> Work instructions:
The listing below holds a line with "box: [0, 159, 360, 240]" and a line with "positive clicks: (79, 54) (38, 67) (297, 35)". Reproduce those two lines exactly, plus everything between them.

> Records supplied:
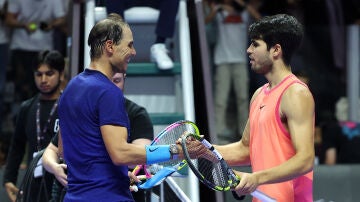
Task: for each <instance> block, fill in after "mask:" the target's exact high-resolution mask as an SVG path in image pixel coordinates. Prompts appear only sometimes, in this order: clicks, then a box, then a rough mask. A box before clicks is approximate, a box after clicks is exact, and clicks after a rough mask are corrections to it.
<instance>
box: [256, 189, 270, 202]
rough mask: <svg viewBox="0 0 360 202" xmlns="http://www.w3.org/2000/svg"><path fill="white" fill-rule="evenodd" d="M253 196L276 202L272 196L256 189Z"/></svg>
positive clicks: (268, 201) (262, 200) (261, 198)
mask: <svg viewBox="0 0 360 202" xmlns="http://www.w3.org/2000/svg"><path fill="white" fill-rule="evenodd" d="M251 196H253V197H255V198H257V199H260V200H261V201H262V202H276V200H275V199H273V198H271V197H270V196H268V195H266V194H265V193H263V192H261V191H258V190H255V191H254V192H252V193H251Z"/></svg>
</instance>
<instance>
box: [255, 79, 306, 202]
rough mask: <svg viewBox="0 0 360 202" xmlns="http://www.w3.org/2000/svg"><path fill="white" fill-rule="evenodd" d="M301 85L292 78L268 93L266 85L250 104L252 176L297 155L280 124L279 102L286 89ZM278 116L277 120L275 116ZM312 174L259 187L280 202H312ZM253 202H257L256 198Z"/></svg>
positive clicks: (297, 79) (282, 128) (289, 140)
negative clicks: (287, 88) (255, 173)
mask: <svg viewBox="0 0 360 202" xmlns="http://www.w3.org/2000/svg"><path fill="white" fill-rule="evenodd" d="M294 83H300V84H303V85H305V86H306V84H304V83H302V82H301V81H300V80H299V79H298V78H296V77H295V76H294V75H293V74H291V75H289V76H288V77H286V78H285V79H284V80H283V81H282V82H281V83H280V84H278V85H277V86H275V87H274V88H273V89H271V90H269V89H268V86H269V84H268V83H267V84H265V85H264V86H263V87H262V89H261V92H260V93H259V94H258V95H257V97H256V98H255V99H254V100H253V102H252V103H251V104H250V116H249V122H250V146H249V149H250V159H251V166H252V170H253V172H256V171H260V170H265V169H268V168H272V167H275V166H278V165H280V164H282V163H283V162H285V161H287V160H288V159H290V158H291V157H292V156H294V155H295V150H294V148H293V146H292V142H291V136H290V134H289V133H288V132H287V130H286V129H285V126H284V125H283V124H282V122H281V120H280V113H279V107H280V101H281V97H282V95H283V93H284V92H285V91H286V89H287V88H288V87H289V86H290V85H292V84H294ZM274 115H275V116H274ZM312 182H313V171H311V172H309V173H307V174H305V175H303V176H300V177H297V178H295V179H293V180H289V181H286V182H282V183H275V184H266V185H261V186H259V190H261V191H263V192H264V193H266V194H268V195H269V196H271V197H272V198H274V199H276V200H277V201H278V202H310V201H311V202H312V201H313V198H312V197H313V196H312V190H313V189H312V186H313V183H312ZM253 201H258V200H257V199H256V198H254V199H253Z"/></svg>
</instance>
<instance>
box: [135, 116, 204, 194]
mask: <svg viewBox="0 0 360 202" xmlns="http://www.w3.org/2000/svg"><path fill="white" fill-rule="evenodd" d="M184 133H193V134H197V135H200V133H199V129H198V128H197V126H196V125H195V124H194V123H193V122H191V121H187V120H180V121H176V122H175V123H172V124H171V125H169V126H167V127H166V128H165V129H164V130H162V131H161V132H160V133H159V134H158V135H157V136H156V137H155V138H154V140H153V141H152V142H151V144H150V145H169V144H174V143H175V142H176V141H177V140H178V139H179V138H180V137H181V136H182V135H183V134H184ZM141 170H143V171H144V173H145V175H138V174H139V172H140V171H141ZM187 170H188V167H187V162H186V161H185V160H170V161H167V162H162V163H157V164H152V165H137V166H136V167H135V168H134V170H133V171H132V173H133V174H134V175H135V176H137V177H138V178H139V179H140V180H141V181H142V183H141V184H138V187H139V188H140V189H149V188H151V187H153V186H156V185H158V184H160V183H161V182H162V181H163V180H165V178H166V177H168V176H170V175H172V176H174V175H175V176H176V175H177V174H178V176H184V175H186V173H187Z"/></svg>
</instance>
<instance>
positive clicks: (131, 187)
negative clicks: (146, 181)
mask: <svg viewBox="0 0 360 202" xmlns="http://www.w3.org/2000/svg"><path fill="white" fill-rule="evenodd" d="M128 176H129V178H130V191H135V192H137V187H136V185H134V184H136V183H138V182H141V180H139V179H138V178H137V177H136V176H135V175H134V173H132V172H130V171H128ZM135 187H136V188H135Z"/></svg>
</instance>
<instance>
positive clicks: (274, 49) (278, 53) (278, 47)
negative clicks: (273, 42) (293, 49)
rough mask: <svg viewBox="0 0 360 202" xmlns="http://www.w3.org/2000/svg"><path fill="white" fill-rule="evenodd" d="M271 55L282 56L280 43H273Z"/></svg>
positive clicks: (277, 57) (277, 56) (275, 56)
mask: <svg viewBox="0 0 360 202" xmlns="http://www.w3.org/2000/svg"><path fill="white" fill-rule="evenodd" d="M272 49H273V53H272V54H273V56H274V57H275V58H278V57H281V56H282V48H281V45H280V44H275V45H274V46H273V47H272Z"/></svg>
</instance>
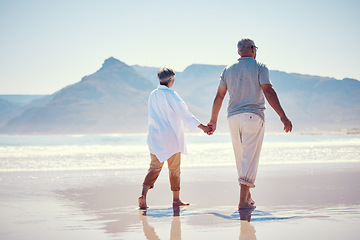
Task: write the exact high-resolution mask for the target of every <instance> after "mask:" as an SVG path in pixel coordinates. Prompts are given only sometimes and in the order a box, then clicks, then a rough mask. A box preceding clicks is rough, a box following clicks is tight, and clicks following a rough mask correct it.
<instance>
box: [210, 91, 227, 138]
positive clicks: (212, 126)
mask: <svg viewBox="0 0 360 240" xmlns="http://www.w3.org/2000/svg"><path fill="white" fill-rule="evenodd" d="M226 91H227V87H226V86H219V88H218V91H217V93H216V96H215V99H214V103H213V107H212V113H211V119H210V122H209V123H208V125H209V126H211V128H212V131H211V132H210V134H213V133H214V132H215V130H216V123H217V119H218V116H219V112H220V109H221V105H222V102H223V100H224V97H225V95H226Z"/></svg>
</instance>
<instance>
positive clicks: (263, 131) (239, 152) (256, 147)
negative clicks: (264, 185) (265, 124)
mask: <svg viewBox="0 0 360 240" xmlns="http://www.w3.org/2000/svg"><path fill="white" fill-rule="evenodd" d="M228 122H229V128H230V133H231V140H232V144H233V148H234V154H235V160H236V167H237V171H238V177H239V178H238V181H239V184H244V185H247V186H249V187H251V188H253V187H255V184H254V183H255V178H256V173H257V169H258V165H259V157H260V151H261V146H262V142H263V139H264V121H263V120H262V119H261V117H260V116H258V115H256V114H254V113H240V114H236V115H233V116H231V117H229V118H228Z"/></svg>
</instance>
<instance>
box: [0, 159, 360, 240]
mask: <svg viewBox="0 0 360 240" xmlns="http://www.w3.org/2000/svg"><path fill="white" fill-rule="evenodd" d="M145 173H146V169H138V170H121V171H115V170H111V171H110V170H109V171H66V172H55V171H52V172H51V171H50V172H12V173H0V187H1V193H0V214H1V220H0V239H4V240H5V239H6V240H13V239H37V240H41V239H66V240H72V239H77V240H78V239H87V240H89V239H97V240H99V239H359V237H360V228H359V227H358V226H359V224H360V188H359V182H360V181H359V180H360V164H358V163H348V164H339V163H334V164H312V165H305V164H304V165H302V164H297V165H261V166H260V168H259V172H258V178H257V181H256V188H255V189H253V190H252V195H253V198H254V200H255V201H256V205H257V208H256V209H255V211H252V212H249V211H242V212H240V213H239V211H238V210H237V204H238V198H239V186H238V185H237V182H236V170H235V169H234V168H233V167H220V168H216V167H208V168H183V169H182V190H181V197H182V199H183V200H185V201H187V202H190V203H191V205H190V206H188V207H181V208H175V209H174V208H173V207H172V206H171V203H172V199H171V192H170V189H169V182H168V176H167V170H166V169H165V168H164V169H163V172H162V173H161V175H160V177H159V179H158V181H157V183H156V185H155V188H154V189H152V190H150V191H149V194H148V205H149V207H150V208H149V209H148V210H147V211H141V210H138V207H137V198H138V196H139V194H140V191H141V183H142V180H143V177H144V174H145Z"/></svg>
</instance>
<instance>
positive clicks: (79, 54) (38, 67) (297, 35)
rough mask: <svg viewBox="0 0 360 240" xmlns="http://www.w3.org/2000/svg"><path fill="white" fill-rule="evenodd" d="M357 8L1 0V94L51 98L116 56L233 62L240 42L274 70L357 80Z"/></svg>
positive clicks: (269, 3)
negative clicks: (244, 39)
mask: <svg viewBox="0 0 360 240" xmlns="http://www.w3.org/2000/svg"><path fill="white" fill-rule="evenodd" d="M309 6H311V7H309ZM359 10H360V2H358V1H355V0H347V1H342V2H338V1H336V2H332V1H331V2H329V1H323V0H321V1H316V2H313V1H310V0H306V1H302V2H289V1H272V2H268V1H257V2H256V4H255V3H252V2H251V3H249V2H245V1H234V0H225V1H221V2H220V1H210V2H209V1H206V2H205V1H195V2H194V1H188V0H185V1H181V2H165V1H161V0H157V1H151V2H149V1H144V0H142V1H136V2H123V1H113V0H107V1H102V2H88V1H76V2H73V1H61V2H52V1H50V2H49V1H41V0H34V1H31V2H29V1H23V0H20V1H10V0H0V31H1V33H2V38H1V39H0V50H1V52H2V54H1V55H0V65H1V66H2V67H1V70H0V94H1V95H5V94H51V93H53V92H55V91H57V90H58V89H60V88H62V87H64V86H67V85H70V84H73V83H76V82H78V81H80V79H81V78H82V77H84V76H86V75H89V74H91V73H93V72H94V70H96V69H98V68H99V66H100V65H101V64H102V62H103V60H104V59H106V58H108V57H110V56H113V57H115V58H117V59H120V60H121V61H124V62H126V63H127V64H128V65H131V66H132V65H135V64H137V65H140V66H151V67H161V66H169V67H172V68H173V69H175V70H176V71H183V70H184V69H185V68H186V67H187V66H189V65H191V64H193V63H200V64H211V65H228V64H230V63H232V62H234V61H236V59H237V58H238V55H237V51H236V43H237V41H238V40H239V39H240V38H242V37H251V38H253V39H254V40H255V43H256V45H257V46H258V47H259V51H258V57H257V59H258V60H260V61H261V62H264V63H265V64H267V66H268V67H269V69H274V70H279V71H284V72H287V73H299V74H305V75H312V76H324V77H332V78H336V79H343V78H354V79H360V71H359V70H358V67H357V62H358V59H357V58H358V56H359V55H360V46H359V45H358V44H357V43H358V42H360V31H357V30H356V29H359V27H358V25H357V23H358V22H360V16H359V14H358V11H359ZM94 16H96V17H94ZM334 52H336V56H335V55H334Z"/></svg>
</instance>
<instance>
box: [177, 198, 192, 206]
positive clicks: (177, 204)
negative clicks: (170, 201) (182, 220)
mask: <svg viewBox="0 0 360 240" xmlns="http://www.w3.org/2000/svg"><path fill="white" fill-rule="evenodd" d="M189 205H190V203H186V202H183V201H182V200H180V199H179V200H177V201H173V206H189Z"/></svg>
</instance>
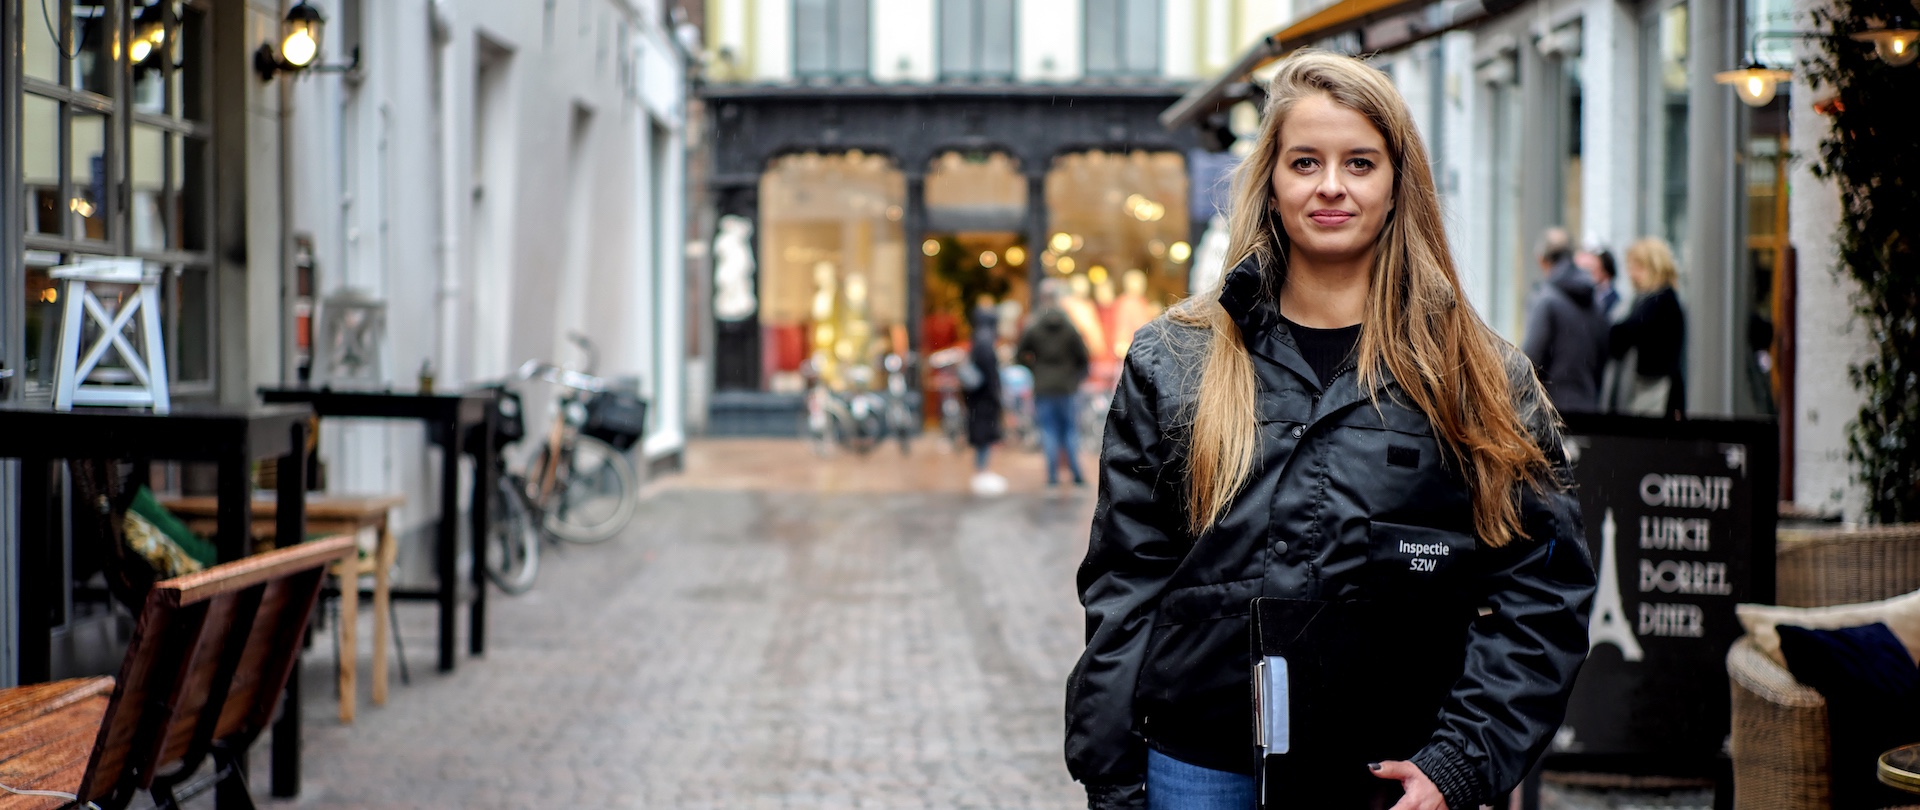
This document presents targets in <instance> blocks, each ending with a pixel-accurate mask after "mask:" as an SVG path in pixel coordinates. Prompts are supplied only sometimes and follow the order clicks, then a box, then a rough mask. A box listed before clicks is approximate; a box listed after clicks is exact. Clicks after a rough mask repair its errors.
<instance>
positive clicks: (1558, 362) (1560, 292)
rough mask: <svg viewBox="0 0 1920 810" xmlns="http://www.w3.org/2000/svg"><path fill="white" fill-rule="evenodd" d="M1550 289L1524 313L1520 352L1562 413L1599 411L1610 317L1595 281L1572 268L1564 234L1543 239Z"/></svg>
mask: <svg viewBox="0 0 1920 810" xmlns="http://www.w3.org/2000/svg"><path fill="white" fill-rule="evenodd" d="M1540 269H1542V271H1544V273H1546V274H1548V278H1546V284H1542V286H1540V290H1538V292H1536V294H1534V299H1532V303H1530V305H1528V307H1526V336H1524V338H1523V342H1521V349H1523V351H1526V359H1530V361H1534V370H1536V372H1538V374H1540V382H1542V384H1546V388H1548V399H1549V401H1551V403H1553V407H1555V409H1559V411H1563V413H1565V411H1584V413H1592V411H1599V380H1601V376H1603V372H1605V369H1607V326H1609V322H1607V313H1605V311H1601V309H1599V305H1597V303H1596V294H1594V276H1590V274H1588V273H1586V271H1582V269H1578V267H1576V265H1574V263H1572V240H1571V238H1569V236H1567V230H1565V228H1548V232H1546V234H1544V236H1542V238H1540Z"/></svg>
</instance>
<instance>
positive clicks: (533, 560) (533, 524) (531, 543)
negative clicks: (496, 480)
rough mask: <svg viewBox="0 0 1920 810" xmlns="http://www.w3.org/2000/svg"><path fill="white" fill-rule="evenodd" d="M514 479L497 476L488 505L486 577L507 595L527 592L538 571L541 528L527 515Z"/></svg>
mask: <svg viewBox="0 0 1920 810" xmlns="http://www.w3.org/2000/svg"><path fill="white" fill-rule="evenodd" d="M524 486H526V482H522V480H520V478H516V476H505V474H503V476H499V486H497V488H495V489H493V499H492V503H488V547H486V551H488V559H486V578H488V580H493V585H499V589H501V591H507V593H515V595H518V593H526V591H528V589H532V587H534V576H536V574H538V572H540V539H541V537H540V528H538V526H534V518H532V514H528V512H526V501H524V499H526V495H524V489H522V488H524Z"/></svg>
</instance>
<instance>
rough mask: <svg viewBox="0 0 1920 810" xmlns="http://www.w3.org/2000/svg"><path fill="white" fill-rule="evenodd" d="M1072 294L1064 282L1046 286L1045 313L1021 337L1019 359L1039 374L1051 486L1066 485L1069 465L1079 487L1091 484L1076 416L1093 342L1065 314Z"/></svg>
mask: <svg viewBox="0 0 1920 810" xmlns="http://www.w3.org/2000/svg"><path fill="white" fill-rule="evenodd" d="M1062 298H1066V290H1064V288H1062V286H1060V280H1058V278H1048V280H1044V282H1041V301H1039V313H1037V315H1035V317H1033V322H1029V324H1027V330H1025V332H1021V334H1020V347H1018V349H1016V351H1014V359H1016V363H1020V365H1025V367H1027V369H1031V370H1033V411H1035V420H1037V422H1039V428H1041V453H1046V486H1056V484H1060V463H1062V461H1066V466H1068V472H1071V474H1073V486H1083V484H1087V480H1085V478H1083V476H1081V472H1079V457H1077V455H1075V447H1079V438H1077V436H1075V424H1073V420H1075V415H1077V413H1079V407H1077V405H1075V403H1077V399H1079V386H1081V380H1085V378H1087V342H1085V340H1081V334H1079V330H1075V328H1073V321H1068V313H1066V311H1064V309H1060V301H1062Z"/></svg>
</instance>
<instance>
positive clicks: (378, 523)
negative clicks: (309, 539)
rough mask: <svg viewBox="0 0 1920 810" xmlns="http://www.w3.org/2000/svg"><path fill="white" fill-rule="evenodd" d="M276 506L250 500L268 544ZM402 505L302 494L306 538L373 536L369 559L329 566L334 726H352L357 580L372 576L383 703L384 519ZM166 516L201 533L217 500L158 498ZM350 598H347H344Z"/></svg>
mask: <svg viewBox="0 0 1920 810" xmlns="http://www.w3.org/2000/svg"><path fill="white" fill-rule="evenodd" d="M275 503H276V501H269V499H259V497H255V499H253V537H259V539H269V537H273V536H275V526H276V511H275ZM405 503H407V497H405V495H311V493H309V495H307V534H321V536H330V534H351V536H359V532H361V530H372V532H374V534H376V537H378V545H374V553H372V555H365V557H349V559H344V560H340V562H338V564H334V578H336V580H340V672H338V679H340V722H342V724H351V722H353V704H355V699H357V695H359V578H361V574H372V703H374V704H376V706H384V704H386V681H388V658H386V649H388V647H390V645H392V639H390V635H388V628H392V624H394V599H392V593H394V589H392V582H390V578H392V570H394V557H396V555H397V545H396V543H394V534H392V532H388V526H386V514H388V512H390V511H392V509H396V507H401V505H405ZM161 505H165V507H167V511H171V512H175V514H179V516H180V520H184V522H186V528H190V530H194V532H198V534H207V532H213V522H215V520H217V516H219V501H215V499H213V497H207V495H188V497H169V499H161ZM349 593H351V595H353V599H348V595H349Z"/></svg>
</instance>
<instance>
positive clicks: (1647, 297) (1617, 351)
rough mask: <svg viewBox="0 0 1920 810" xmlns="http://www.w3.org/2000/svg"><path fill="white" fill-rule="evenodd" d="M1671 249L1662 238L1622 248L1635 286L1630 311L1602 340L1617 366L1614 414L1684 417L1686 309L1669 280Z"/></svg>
mask: <svg viewBox="0 0 1920 810" xmlns="http://www.w3.org/2000/svg"><path fill="white" fill-rule="evenodd" d="M1678 274H1680V271H1678V269H1676V267H1674V251H1672V248H1668V246H1667V240H1661V238H1657V236H1647V238H1642V240H1640V242H1634V244H1632V248H1626V278H1630V280H1632V282H1634V307H1632V309H1628V311H1626V317H1624V319H1620V322H1617V324H1613V332H1611V334H1609V336H1607V351H1609V353H1611V355H1613V357H1615V359H1624V357H1626V353H1628V351H1632V353H1634V361H1632V363H1620V374H1619V376H1620V382H1619V386H1615V390H1617V399H1615V403H1613V405H1615V411H1620V413H1632V415H1638V417H1668V418H1682V417H1686V309H1684V307H1680V294H1678V292H1674V282H1676V280H1678Z"/></svg>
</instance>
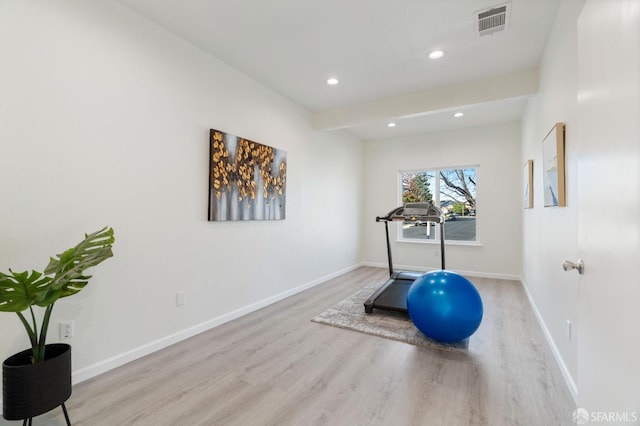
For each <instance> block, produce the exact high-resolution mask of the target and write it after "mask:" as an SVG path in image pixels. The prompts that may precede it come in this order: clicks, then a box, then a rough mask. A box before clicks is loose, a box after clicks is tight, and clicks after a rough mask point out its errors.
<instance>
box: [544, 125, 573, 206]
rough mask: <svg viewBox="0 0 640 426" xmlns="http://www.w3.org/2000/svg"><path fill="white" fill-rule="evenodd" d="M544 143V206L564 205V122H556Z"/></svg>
mask: <svg viewBox="0 0 640 426" xmlns="http://www.w3.org/2000/svg"><path fill="white" fill-rule="evenodd" d="M542 144H543V147H542V163H543V168H544V170H543V173H542V179H543V186H544V206H545V207H552V206H558V207H564V206H566V205H567V204H566V197H565V186H564V123H556V124H555V125H554V126H553V127H552V128H551V130H550V131H549V133H547V136H545V137H544V139H543V141H542Z"/></svg>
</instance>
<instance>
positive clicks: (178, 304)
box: [176, 291, 185, 306]
mask: <svg viewBox="0 0 640 426" xmlns="http://www.w3.org/2000/svg"><path fill="white" fill-rule="evenodd" d="M184 302H185V300H184V291H179V292H178V294H176V306H184Z"/></svg>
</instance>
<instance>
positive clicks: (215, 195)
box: [209, 129, 287, 221]
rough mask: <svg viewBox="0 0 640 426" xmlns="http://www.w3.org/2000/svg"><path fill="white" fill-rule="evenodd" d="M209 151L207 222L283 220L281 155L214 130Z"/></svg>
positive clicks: (283, 205) (281, 150)
mask: <svg viewBox="0 0 640 426" xmlns="http://www.w3.org/2000/svg"><path fill="white" fill-rule="evenodd" d="M209 149H210V151H209V221H232V220H284V219H285V206H286V183H287V153H286V152H285V151H282V150H279V149H276V148H272V147H270V146H267V145H263V144H261V143H258V142H254V141H251V140H249V139H245V138H241V137H238V136H235V135H232V134H229V133H225V132H222V131H220V130H215V129H211V130H210V132H209Z"/></svg>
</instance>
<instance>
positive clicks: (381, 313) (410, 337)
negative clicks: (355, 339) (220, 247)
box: [311, 282, 469, 352]
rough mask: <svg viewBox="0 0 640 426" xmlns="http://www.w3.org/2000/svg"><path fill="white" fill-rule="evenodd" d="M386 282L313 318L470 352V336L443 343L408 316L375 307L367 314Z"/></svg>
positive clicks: (342, 326) (340, 324)
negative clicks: (419, 326)
mask: <svg viewBox="0 0 640 426" xmlns="http://www.w3.org/2000/svg"><path fill="white" fill-rule="evenodd" d="M382 284H383V283H379V282H374V283H371V284H368V285H366V286H365V287H363V288H361V289H360V290H358V292H357V293H355V294H353V295H351V296H349V297H347V298H346V299H344V300H343V301H341V302H339V303H337V304H335V305H333V306H332V307H330V308H329V309H327V310H326V311H324V312H322V313H321V314H320V315H318V316H316V317H314V318H312V319H311V321H314V322H318V323H321V324H327V325H332V326H334V327H339V328H344V329H347V330H354V331H359V332H361V333H366V334H371V335H373V336H379V337H384V338H386V339H392V340H397V341H400V342H405V343H409V344H412V345H416V346H425V347H429V348H434V349H441V350H446V351H454V352H467V349H468V347H469V339H465V340H463V341H461V342H456V343H440V342H436V341H435V340H432V339H430V338H428V337H427V336H425V335H424V334H422V332H421V331H420V330H418V329H417V328H416V327H415V325H413V322H411V320H410V319H409V318H408V316H406V315H403V314H401V313H397V312H392V311H379V310H374V311H373V313H371V314H367V313H365V312H364V305H363V304H364V301H365V300H367V299H368V298H369V296H371V295H372V294H373V292H375V291H376V289H377V288H378V287H380V286H381V285H382Z"/></svg>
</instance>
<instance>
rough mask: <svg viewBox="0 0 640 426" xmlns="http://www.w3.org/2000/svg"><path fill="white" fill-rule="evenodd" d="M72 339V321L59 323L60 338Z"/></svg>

> Expected output:
box: [0, 159, 360, 240]
mask: <svg viewBox="0 0 360 240" xmlns="http://www.w3.org/2000/svg"><path fill="white" fill-rule="evenodd" d="M145 173H146V169H138V170H121V171H115V170H111V171H110V170H109V171H66V172H55V171H52V172H51V171H50V172H12V173H0V187H1V193H0V214H1V220H0V239H4V240H5V239H6V240H13V239H37V240H41V239H66V240H72V239H77V240H78V239H87V240H89V239H97V240H99V239H359V237H360V228H359V227H358V226H359V224H360V188H359V182H360V181H359V180H360V164H358V163H348V164H339V163H334V164H312V165H305V164H304V165H302V164H297V165H261V166H260V168H259V172H258V178H257V181H256V188H255V189H253V190H252V195H253V198H254V200H255V201H256V205H257V208H256V209H255V211H252V212H249V211H242V212H240V213H239V211H238V210H237V204H238V198H239V186H238V185H237V182H236V170H235V169H234V168H233V167H220V168H216V167H208V168H183V169H182V190H181V197H182V199H183V200H185V201H187V202H190V203H191V205H190V206H188V207H181V208H175V209H174V208H173V207H172V206H171V203H172V199H171V192H170V189H169V182H168V176H167V170H166V169H165V168H164V169H163V172H162V173H161V175H160V177H159V179H158V181H157V183H156V185H155V188H154V189H152V190H150V191H149V194H148V205H149V207H150V208H149V209H148V210H147V211H141V210H138V207H137V198H138V196H139V194H140V191H141V183H142V180H143V177H144V174H145Z"/></svg>
</instance>
<instance>
positive clicks: (79, 54) (38, 67) (297, 35)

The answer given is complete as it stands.